> _PAGE TEXT_:
--- --- ---
# Limited Slip - 95 Maxima SE - auto



## Guest (Feb 7, 2003)

Hi,

Does the '95 Maxima SE Automaic have a limited slip differential?


I've got a 95 Maxima SE with 188K miles. I am getting some clicking from the front end whenever I turn. I was told I need Half-shafts... at $240 a piece.

Anyone here had theirs replaced?


----------



## Evolution-Autodesign (Dec 9, 2002)

It does not have a limited slip. Only I30T's and some Canadian Maximas had the limited slip. 



Chazzyd said:


> *Hi,
> 
> Does the '95 Maxima SE Automaic have a limited slip differential?
> 
> ...


----------



## Guest (Mar 2, 2003)

I thought Jeff were making LSD available for 4th gens?


----------



## Evolution-Autodesign (Dec 9, 2002)

I've already got them available. They've been out for a few months now. Thanks.




QueenBMax said:


> *I thought Jeff were making LSD available for 4th gens? *


----------



## Guest (Mar 2, 2003)

Evolution-Autodesign said:


> *I've already got them available. They've been out for a few months now. Thanks. *


I know you do silly, I meant for the guy who started this thread... he was asking about LSD.. maybe Jeff's LSD is something he can look into as an optional add on, unless it isn't applicable for autos.


----------



## Evolution-Autodesign (Dec 9, 2002)

My mistake, it's been a long, long day.


----------
--- --- ---
> _WHAT IS BEING ASKED_:
For each statement, state whether it agrees with the Maxima thread. Answer yes or no, and quote the words of the thread that decide it. 1. Only I30Ts and some Canadian Maximas had the limited slip. 2. The first post describes a Maxima SE with 188K miles. 3. The half-shafts were quoted at $140 each. The data that come next are drawn from a separate source.

> _SUPPLIED RECORDS_:
--- --- ---
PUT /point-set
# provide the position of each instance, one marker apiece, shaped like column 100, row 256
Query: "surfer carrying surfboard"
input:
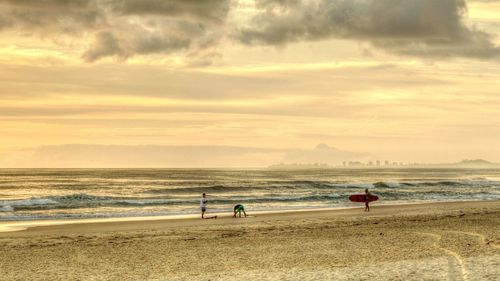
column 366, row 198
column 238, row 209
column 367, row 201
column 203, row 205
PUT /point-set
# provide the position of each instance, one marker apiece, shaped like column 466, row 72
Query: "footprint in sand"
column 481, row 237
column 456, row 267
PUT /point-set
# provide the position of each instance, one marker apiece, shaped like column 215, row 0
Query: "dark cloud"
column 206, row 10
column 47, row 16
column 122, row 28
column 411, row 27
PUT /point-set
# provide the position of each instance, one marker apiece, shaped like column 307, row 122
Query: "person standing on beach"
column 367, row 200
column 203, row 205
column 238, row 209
--- --- ---
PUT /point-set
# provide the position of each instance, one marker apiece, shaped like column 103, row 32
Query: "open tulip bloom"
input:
--- --- ---
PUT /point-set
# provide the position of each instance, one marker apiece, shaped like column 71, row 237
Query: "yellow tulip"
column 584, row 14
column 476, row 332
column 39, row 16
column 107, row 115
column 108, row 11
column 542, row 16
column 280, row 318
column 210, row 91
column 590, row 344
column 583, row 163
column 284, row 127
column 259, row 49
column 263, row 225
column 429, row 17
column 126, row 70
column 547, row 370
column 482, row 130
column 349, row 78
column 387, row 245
--- --- ---
> _OUTPUT_:
1. Yes: "Only I30T's and some Canadian Maximas had the limited slip."
2. Yes: "I've got a 95 Maxima SE with 188K miles."
3. No: "at $240 a piece."